Source extract —

Amersham plc
- Formerly: The Radiochemical Centre at Amersham The Radiochemical Centre Ltd Amersham International plc
- Type: Private
- Traded as: LSE: AMSM (no longer traded)
- Industry: Health care
- Founded: 1946; 80 years ago
- Defunct: 2003; 23 years ago
- Fate: Acquired by GE Healthcare
- Headquarters: Amersham, Little Chalfont Buckinghamshire, United Kingdom
- Parent: GE HealthCare
- Website: www.amersham.com

= Amersham plc =

Former British radiopharmaceutical manufacturer

Amersham plc was a manufacturer of radiopharmaceutical products, to be used in diagnostic and therapeutic nuclear medicine procedures. The company became GE Healthcare following a takeover in 2003, which was based at the original site in Amersham, Buckinghamshire until 2016, when the headquarters moved to Chicago.

Records —
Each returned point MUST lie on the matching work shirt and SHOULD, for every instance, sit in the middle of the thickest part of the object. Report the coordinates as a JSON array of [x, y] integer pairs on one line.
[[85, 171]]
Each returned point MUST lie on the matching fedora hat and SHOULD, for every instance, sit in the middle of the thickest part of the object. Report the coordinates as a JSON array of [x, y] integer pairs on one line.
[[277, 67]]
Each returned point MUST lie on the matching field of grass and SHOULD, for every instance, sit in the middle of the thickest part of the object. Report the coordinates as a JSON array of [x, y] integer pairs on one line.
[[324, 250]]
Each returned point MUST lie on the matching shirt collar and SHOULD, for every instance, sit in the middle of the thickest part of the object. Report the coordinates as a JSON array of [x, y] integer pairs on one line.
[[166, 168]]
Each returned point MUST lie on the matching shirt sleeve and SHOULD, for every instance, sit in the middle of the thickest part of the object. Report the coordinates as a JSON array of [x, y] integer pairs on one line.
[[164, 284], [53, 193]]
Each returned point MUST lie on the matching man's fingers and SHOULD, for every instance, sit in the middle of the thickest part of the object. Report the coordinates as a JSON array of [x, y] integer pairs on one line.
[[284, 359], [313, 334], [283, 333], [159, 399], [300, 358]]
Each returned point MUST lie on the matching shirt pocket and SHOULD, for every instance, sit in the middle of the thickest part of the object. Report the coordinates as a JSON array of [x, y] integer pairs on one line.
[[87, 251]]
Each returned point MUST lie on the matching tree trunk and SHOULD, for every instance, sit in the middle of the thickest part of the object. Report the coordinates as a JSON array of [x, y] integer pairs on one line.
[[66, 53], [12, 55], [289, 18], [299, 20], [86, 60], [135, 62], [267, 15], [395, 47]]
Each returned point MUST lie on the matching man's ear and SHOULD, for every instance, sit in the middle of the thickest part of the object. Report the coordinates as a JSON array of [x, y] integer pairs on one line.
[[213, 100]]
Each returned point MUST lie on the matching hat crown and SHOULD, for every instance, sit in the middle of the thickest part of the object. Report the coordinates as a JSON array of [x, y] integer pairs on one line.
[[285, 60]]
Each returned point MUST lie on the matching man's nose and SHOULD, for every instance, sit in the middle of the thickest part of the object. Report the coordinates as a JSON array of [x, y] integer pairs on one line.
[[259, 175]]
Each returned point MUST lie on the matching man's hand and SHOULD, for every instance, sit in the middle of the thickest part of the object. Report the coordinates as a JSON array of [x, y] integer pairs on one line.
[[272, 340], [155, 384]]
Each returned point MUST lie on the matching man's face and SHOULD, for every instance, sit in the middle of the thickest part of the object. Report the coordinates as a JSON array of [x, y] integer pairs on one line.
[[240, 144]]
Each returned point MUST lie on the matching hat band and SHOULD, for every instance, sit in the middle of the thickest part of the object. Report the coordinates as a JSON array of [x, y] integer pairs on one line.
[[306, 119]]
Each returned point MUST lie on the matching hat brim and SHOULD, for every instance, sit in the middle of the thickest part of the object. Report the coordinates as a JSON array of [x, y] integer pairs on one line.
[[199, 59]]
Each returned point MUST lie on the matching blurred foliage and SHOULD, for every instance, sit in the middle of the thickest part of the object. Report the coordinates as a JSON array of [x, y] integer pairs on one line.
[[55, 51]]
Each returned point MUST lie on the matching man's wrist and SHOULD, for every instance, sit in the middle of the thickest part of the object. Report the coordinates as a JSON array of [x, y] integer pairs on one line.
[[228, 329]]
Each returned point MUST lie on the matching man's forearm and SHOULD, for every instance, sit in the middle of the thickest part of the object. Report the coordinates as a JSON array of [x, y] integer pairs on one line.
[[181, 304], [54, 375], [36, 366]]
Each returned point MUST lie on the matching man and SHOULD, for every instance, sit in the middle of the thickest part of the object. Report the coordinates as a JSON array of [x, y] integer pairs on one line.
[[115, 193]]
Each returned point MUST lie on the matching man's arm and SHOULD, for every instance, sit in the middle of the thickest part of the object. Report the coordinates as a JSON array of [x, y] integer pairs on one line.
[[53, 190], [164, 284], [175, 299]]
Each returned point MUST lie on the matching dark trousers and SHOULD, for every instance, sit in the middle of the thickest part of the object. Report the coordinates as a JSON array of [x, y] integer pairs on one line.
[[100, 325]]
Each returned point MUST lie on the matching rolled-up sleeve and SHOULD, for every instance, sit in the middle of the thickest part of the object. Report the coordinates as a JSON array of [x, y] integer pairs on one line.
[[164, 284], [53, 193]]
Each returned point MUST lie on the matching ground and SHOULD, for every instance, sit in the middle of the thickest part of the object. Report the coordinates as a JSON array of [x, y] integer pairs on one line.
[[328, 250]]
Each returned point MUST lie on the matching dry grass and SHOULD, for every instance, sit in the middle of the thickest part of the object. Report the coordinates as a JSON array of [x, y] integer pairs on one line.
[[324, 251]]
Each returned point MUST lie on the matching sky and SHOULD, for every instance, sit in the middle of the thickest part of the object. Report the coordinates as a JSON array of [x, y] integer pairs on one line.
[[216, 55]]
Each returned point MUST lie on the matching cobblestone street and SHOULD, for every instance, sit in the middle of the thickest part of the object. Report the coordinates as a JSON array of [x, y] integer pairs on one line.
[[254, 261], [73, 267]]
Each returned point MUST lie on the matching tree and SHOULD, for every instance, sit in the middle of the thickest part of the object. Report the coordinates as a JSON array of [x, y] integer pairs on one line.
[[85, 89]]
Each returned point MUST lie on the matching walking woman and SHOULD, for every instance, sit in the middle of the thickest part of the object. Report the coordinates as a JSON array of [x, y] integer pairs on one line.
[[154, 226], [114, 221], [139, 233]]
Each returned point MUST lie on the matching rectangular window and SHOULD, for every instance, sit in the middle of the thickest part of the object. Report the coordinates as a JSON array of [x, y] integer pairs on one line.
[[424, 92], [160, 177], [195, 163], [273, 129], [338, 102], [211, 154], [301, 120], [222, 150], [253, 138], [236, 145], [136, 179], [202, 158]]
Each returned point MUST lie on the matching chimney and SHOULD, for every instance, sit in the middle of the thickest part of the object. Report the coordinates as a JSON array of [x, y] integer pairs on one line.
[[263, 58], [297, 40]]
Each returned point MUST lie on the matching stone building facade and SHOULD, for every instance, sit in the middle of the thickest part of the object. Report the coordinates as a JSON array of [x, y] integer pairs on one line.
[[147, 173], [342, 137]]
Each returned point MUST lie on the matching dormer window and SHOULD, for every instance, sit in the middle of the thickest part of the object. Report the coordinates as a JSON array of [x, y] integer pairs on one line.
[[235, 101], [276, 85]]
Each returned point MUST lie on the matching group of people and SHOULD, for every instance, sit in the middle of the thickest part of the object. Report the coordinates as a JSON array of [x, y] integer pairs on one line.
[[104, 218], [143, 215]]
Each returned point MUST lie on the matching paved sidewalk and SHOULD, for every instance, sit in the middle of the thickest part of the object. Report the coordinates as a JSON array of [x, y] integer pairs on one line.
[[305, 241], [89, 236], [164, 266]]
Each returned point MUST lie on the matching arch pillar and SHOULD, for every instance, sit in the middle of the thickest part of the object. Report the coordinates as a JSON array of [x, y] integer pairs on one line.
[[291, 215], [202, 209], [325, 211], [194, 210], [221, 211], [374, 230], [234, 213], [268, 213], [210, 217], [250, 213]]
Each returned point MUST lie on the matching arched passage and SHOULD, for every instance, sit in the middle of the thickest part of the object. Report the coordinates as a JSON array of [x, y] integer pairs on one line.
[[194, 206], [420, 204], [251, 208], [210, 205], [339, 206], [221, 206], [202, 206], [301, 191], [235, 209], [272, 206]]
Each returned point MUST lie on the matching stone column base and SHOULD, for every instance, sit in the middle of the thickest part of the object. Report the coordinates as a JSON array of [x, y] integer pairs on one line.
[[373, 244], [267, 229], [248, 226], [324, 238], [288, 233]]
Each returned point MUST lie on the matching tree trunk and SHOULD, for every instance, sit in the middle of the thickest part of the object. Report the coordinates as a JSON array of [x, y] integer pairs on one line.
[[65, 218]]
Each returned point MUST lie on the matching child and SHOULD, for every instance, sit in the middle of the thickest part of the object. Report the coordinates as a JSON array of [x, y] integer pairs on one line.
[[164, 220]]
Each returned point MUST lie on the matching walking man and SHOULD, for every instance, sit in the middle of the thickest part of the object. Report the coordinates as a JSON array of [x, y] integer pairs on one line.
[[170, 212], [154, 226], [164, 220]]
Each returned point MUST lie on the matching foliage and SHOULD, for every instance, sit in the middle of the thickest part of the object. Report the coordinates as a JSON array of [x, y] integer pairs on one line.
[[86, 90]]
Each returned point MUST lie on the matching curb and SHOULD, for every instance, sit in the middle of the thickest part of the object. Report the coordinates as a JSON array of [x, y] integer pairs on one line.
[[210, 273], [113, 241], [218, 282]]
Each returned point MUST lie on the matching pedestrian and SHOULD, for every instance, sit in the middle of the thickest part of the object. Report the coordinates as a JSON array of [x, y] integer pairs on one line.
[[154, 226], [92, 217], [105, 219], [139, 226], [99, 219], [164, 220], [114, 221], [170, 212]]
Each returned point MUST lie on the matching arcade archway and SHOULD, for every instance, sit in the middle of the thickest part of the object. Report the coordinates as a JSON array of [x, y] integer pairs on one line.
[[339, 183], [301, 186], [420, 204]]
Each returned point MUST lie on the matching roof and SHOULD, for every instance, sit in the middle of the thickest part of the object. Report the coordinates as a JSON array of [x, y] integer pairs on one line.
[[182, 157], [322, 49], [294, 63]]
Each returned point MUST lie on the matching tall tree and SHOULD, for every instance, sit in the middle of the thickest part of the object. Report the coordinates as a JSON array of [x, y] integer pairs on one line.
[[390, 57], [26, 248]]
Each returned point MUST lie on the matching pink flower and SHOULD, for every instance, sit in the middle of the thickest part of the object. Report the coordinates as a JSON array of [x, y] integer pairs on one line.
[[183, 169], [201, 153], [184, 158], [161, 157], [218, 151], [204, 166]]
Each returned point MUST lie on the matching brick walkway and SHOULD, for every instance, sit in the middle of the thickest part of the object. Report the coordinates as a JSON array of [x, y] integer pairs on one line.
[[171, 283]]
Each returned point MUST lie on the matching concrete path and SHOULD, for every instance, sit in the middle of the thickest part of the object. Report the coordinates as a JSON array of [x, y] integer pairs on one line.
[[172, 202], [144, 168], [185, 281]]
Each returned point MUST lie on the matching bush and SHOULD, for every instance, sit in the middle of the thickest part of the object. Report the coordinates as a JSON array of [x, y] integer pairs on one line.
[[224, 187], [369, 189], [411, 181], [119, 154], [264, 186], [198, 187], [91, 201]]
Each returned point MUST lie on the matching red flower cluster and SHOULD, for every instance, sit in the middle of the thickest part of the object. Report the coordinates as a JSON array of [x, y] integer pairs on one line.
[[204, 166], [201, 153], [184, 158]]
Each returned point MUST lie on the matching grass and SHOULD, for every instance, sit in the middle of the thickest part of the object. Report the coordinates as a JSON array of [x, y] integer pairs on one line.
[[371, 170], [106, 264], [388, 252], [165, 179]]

Problem A — Copy the Amersham plc article starting at "Amersham plc was" and ending at "moved to Chicago.", switching "takeover" to "merger".
Problem B — Keep writing the Amersham plc article, beginning right after its last sentence.
The listing has no connection to the Amersham plc article.

Task answer A —
Amersham plc was a manufacturer of radiopharmaceutical products, to be used in diagnostic and therapeutic nuclear medicine procedures. The company became GE Healthcare following a merger in 2003, which was based at the original site in Amersham, Buckinghamshire until 2016, when the headquarters moved to Chicago.

Task answer B —
==History==
Chilcote House in Little Chalfont near Amersham was first used for extraction of radium from radium concentrates in 1940, under Walter Patrick Grove. Over the next four years over 500 kilograms of radium bromide was produced, to be used to make luminous dials and instruments. In 1946 the facility was taken over by the Ministry of Supply and it became known as the "national centre for the processing and distribution of radium, radon and artificial radioactive substances for scientific, medical and industrial purposes". With a new focus on healthcare and industrial applications, the site was expanded, and by 1949 when the name changed to "The Radiochemical Centre (TRC), Amersham", the production included radium gas capsules for cancer treatment and carbon-14. The following year it became an outstation of the Atomic Energy Research Establishment (UKAERA) at Harwell, processing materials produced in its reactors.

By the 1960s, TRC had over 1,000 catalogue items, using over 100 isotopes and exporting to 60 countries. A cyclotron was installed, the first for medical isotope production. With the restructuring of the UKAERA in 1971, TRC became a limited company. By this time TRC had several international subsidiaries; for example, Amersham Buchler GmbH & Co. KG was a joint venture with Buchler GmbH of Braunschweig in West Germany. In 1976 work began on a second production site in Cardiff.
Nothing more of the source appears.